## Start Provided text
When Seal tendered his termination claim in August 1982 and requested full assignment of his ORIs, he was still employed by Florida Exploration and remained with it until he resigned almost a year later. The Employment Contract's three-year protected period ended the day after his termination claim letter. Therefore, Seal's basis for non-actual termination is grounded in his employment status as of, and as expressed in, that termination claim. At that time, was he also terminated for purposes of the Trust Agreement? He was not actually terminated. He was still with Florida Exploration.
Accordingly, the only form of termination that Seal can claim (the only one he does claim) in order to recover all his ORIs under the Trust Agreement is non-actual termination. There is no provision in the Trust Agreement, however, that equates types of employment conditions or problems or changes--even substantial ones--with termination (non-actual termination). The Employment Contract did, but it is obvious why such a provision was needed there. Post-acquisition, Florida Exploration would be embarking upon different times and conditions, with new personnel possibly adding to the increased chances for substantially changed conditions. It wanted key personnel to stay on. To achieve that, it offered post-acquisition protection for three years. And, one way of doing that was to protect against substantial changes; they were defined as equivalent to termination during those three years.
The Trust Agreement, on the other hand, was enacted in 1976 for the purposes of employee retention, reward, and incentive. A provision to guard against the specter or possibility of a type or form of non-actual termination was not included. When that specter loomed in 1979, its possible effect on ORIs--the reward under the Trust Agreement--was ameliorated, not by amending the Trust Agreement, but by providing in the Employment Contract for accelerated assignment to Seal of his ORIs held in trust as of the date of the acquisition. Obviously, the Trust Agreement could just as easily have been amended to protect against post-acquisition non-actual termination. It wasn't. It is silent. It controls. For its purposes, Seal was not terminated. Therefore, he cannot recover all his ORIs to the extent to which he would have been entitled under the Trust Agreement if he had been terminated (without cause).
This result is reinforced by the Trust Agreement obviously intending a complete cessation of the employment--as defined, by termination, death, disability, or retirement--before ORIs, in their full amount or otherwise, would be assigned to the employee upon that employment ending. Such cessation was a prerequisite for closing out and fixing what ORIs were due the employee, including ending the monthly payment of income from those ORIs. The Trust Agreement provides for such payment only "so long as [Seal] remain [ed] an employee of" Florida Exploration. This language is a firm indication of, or intent for, there to be an actual ending or cessation--actual termination--of the employment relationship.15
In sum, the district court erred in holding that Seal had been terminated for purposes of the Trust Agreement. Because he was not, he is not entitled to full assignment of ORIs under the termination without cause provision of the Trust Agreement. That part of the judgment awarding ORIs and attorney's fees, if any, on the Trust Agreement claim is vacated.
## End Provided text
▶ [Task set]:
• 1. Copy the court opinion on Seal's ORIs word for word from "Accordingly, the only" up to and including "those three years.".
• 2. Pick up the court opinion on Seal's ORIs after its last sentence and write on from there.
The material after this point comes from a separate, unrelated source.
## Start Stored data
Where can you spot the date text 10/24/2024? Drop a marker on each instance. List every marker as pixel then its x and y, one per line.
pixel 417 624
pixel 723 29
## End Stored data
▶ [Answers to the tasks]:
• 1.
Accordingly, the only form of termination that Seal can claim (the only one he does claim) in order to recover all his ORIs under the Trust Agreement is non-actual termination. There is no provision in the Trust Agreement, however, that equates types of employment conditions or problems or changes--even substantial ones--with termination (non-actual termination). The Employment Contract did, but it is obvious why such a provision was needed there. Post-acquisition, Florida Exploration would be embarking upon different times and conditions, with new personnel possibly adding to the increased chances for substantially changed conditions. It wanted key personnel to stay on. To achieve that, it offered post-acquisition protection for three years. And, one way of doing that was to protect against substantial changes; they were defined as equivalent to termination during those three years.

• 2.
Florida Exploration does not challenge the award on the Employment Contract claim. Accordingly, Seal is still entitled to that award, including attorney's fees, if any, and costs as may be reassessed on remand. Seal contends that he is entitled to substantial expert witness fees pursuant to La.R.S. 13:3666. The district court awarded witness fees, but in the lesser amount of $30 a day, pursuant to 28 U.S.C. §§ 1920 and 1821.16 Seal maintains that federal diversity courts must apply La.R.S. 13:3666, asserting that it is a provision of Louisiana's substantive law. He relies upon Henning v. Lake Charles Harbor & Terminal Dist., 387 F.2d 264, 267 (5th Cir. 1968), which held that, in Louisiana eminent domain proceedings, the statute is a matter of state substantive policy. Henning has been confined, however, to such proceedings. Chevalier v. Reliance Ins. Co., 953 F.2d 877, 886 (5th Cir. 1992) (personal injury action; "absent an express indication from the Louisiana legislature, or its courts, of Louisiana's special interest in providing litigants with recovery of expert witness fees in personal injury actions, federal law controls the award of such fees as costs"); Cates v. Sears, Roebuck & Co., 928 F.2d 679, 689 (5th Cir. 1991). The district court did not err in limiting the amount of expert witness fees.
The seismic data in issue was allegedly discovered by Seal in oil company trash bins, before he began working for Florida Exploration.17 It is undisputed that he voluntarily provided seismic data--but in a disputed amount--to Florida Exploration. Seal testified that he told Florida Exploration's chief executive officer (Sullivan) that he had seismic data in his possession and asked if Sullivan would like him (Seal) to provide it for Florida Exploration's use; and that
one of the primary reasons why I was willing to bring the data in [was] that I wanted the division to succeed, No. 1; and I was getting paid by them, and ... getting a royalty on what I did. So, the more [the division] found, the more money I made personally, as well as the more money the company made.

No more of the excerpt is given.